INSTRUCTIONS TO FOLLOW:
In the listing below, identify every line that contains the string "leaf" and copy each such line. Matching is case-sensitive.

DATA ROWS:
+++

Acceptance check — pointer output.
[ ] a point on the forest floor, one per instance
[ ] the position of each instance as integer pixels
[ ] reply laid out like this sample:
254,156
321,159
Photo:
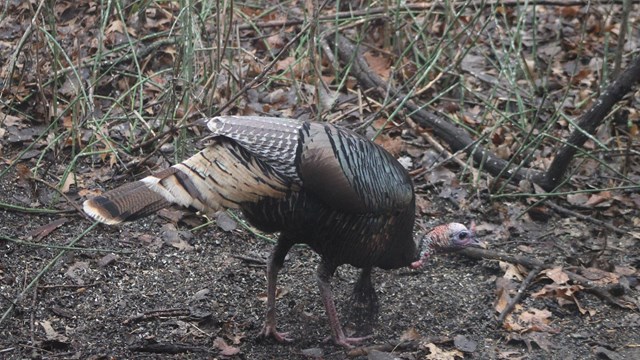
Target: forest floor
203,294
95,94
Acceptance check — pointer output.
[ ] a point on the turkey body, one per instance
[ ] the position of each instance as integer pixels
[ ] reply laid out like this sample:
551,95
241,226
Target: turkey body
315,184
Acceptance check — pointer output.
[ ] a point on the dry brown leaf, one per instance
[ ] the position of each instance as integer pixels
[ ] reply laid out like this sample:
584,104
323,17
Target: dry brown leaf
51,333
511,271
70,180
504,289
410,334
379,64
280,292
557,275
225,349
439,354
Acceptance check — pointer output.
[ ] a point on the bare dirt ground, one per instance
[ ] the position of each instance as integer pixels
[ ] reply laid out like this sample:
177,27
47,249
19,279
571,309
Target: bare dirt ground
157,300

+++

RESULT FOR THIS EXERCISE:
[ ] a point on the dry brown leaf, one per instance
Target: dry brown leaf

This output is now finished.